#### TEXTAUSZUG

★ ★ ★ ★ ★

Der Weg zum Bundesarchiv wird mit einer Stunde und zehn Minuten angegeben. Das sollte mehr oder weniger ausreichen, um mich auf den Besuch einzustellen. Annett Gröschner hatte mich im Vorfeld auf meinen ersten Besuch im Bundesarchiv vorbereitet, mir erklärt, wie man einen Termin reserviert, wie man bestimmte Akten bestellt, wie man einen Account und Passwörter einrichtet und wie das Transaktionsprotokoll funktioniert. Nun treffen wir uns an der Tür des Archivs in Berlin-Lichterfelde, sie begleitet mich wie ein Kind an seinem ersten Schultag. Auf dem Weg zum Lesesaal erzählt sie mir von der Geschichte des Ortes. Er war einmal eine Kadettenanstalt, das Archiv ist von einem anderen Berliner Standort hierher umgezogen, es gibt ein Schwimmbad, und Annett erwähnt einen Mitarbeiter, der seit den neunziger Jahren im Archiv arbeitet. Wir dürfen nur einen Bleistift in den Aktenlesesaal mitnehmen.

Am Eingang nennen wir dem Rezeptionisten mit einem „Guten Morgen“ unsere Namen, er überprüft die Anmeldung und gibt uns zwei Schlüssel, damit wir unsere Sachen deponieren können. Ein kleines Kärtchen mit meinem Namen und meiner Registriernummer muss ich bei jedem Besuch des Gebäudes an der Information abgeben und beim Verlassen wieder mitnehmen. Wir gehen einen langen Weg bis zum Lesesaal, erhalten die im Voraus angeforderten Akten und beginnen:

Freitag, den 5.5.2023

Akte Nr. XXXXXXX, 1973
Brief von Hafiz al-Assad, Präsident der Arabischen Republik Syrien, an Willi Stoph, Vorsitzender des Staatsrats der Deutschen Demokratischen Republik, maschinengeschrieben auf Deutsch und Arabisch.

Akte Nr. XXXXXX, 1987
Unterzeichnetes Abkommen zwischen der Deutschen Demokratischen Republik und der Arabischen Republik Syrien.

Akte Nr. XXXXXX, 1964
Entsendung einer Delegation der Deutschen Demokratischen Republik nach Syrien, Irak, Ägypten und Libanon.

★ ★ ★ ★ ★

#### EINTRÄGE
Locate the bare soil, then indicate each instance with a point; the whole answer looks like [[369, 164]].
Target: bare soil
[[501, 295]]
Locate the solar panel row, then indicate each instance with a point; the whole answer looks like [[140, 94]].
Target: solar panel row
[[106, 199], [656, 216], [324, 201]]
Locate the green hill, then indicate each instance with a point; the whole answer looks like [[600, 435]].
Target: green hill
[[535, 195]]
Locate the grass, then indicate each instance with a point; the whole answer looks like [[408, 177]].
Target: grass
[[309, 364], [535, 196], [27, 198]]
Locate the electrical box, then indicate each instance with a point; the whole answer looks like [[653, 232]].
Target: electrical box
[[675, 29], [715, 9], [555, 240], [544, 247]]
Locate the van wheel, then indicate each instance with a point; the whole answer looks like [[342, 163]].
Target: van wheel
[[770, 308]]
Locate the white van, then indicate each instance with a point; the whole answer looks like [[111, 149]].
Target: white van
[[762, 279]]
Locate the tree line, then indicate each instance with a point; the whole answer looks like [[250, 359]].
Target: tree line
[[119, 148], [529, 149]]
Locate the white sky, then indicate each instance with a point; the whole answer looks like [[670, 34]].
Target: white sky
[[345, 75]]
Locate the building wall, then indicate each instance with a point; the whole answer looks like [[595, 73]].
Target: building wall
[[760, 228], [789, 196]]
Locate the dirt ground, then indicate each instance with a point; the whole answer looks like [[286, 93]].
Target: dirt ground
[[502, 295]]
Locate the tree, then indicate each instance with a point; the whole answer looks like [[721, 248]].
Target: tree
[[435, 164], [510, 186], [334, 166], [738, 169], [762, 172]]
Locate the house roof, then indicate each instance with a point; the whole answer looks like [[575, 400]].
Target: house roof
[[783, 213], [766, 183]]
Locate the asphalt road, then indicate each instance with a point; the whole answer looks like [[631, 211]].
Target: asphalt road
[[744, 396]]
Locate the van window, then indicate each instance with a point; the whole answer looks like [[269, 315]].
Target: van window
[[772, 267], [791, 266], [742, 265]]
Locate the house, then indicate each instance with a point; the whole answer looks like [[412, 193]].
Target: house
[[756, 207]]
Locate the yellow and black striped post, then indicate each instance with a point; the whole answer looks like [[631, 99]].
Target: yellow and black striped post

★ ★ ★ ★ ★

#### DEINE AUFGABE
Beantworte diese Fragen zum Text über den Besuch im Bundesarchiv:
(a) Was darf man in den Aktenlesesaal mitnehmen?
(b) Was war der Ort des Archivs in Berlin-Lichterfelde früher einmal?
(c) An wen richtet sich der Brief von Hafiz al-Assad aus der Akte von 1973?

#### ERLEDIGTE AUFGABE
(a) Nur einen Bleistift.
(b) Eine Kadettenanstalt.
(c) An Willi Stoph, den Vorsitzenden des Staatsrats der Deutschen Demokratischen Republik.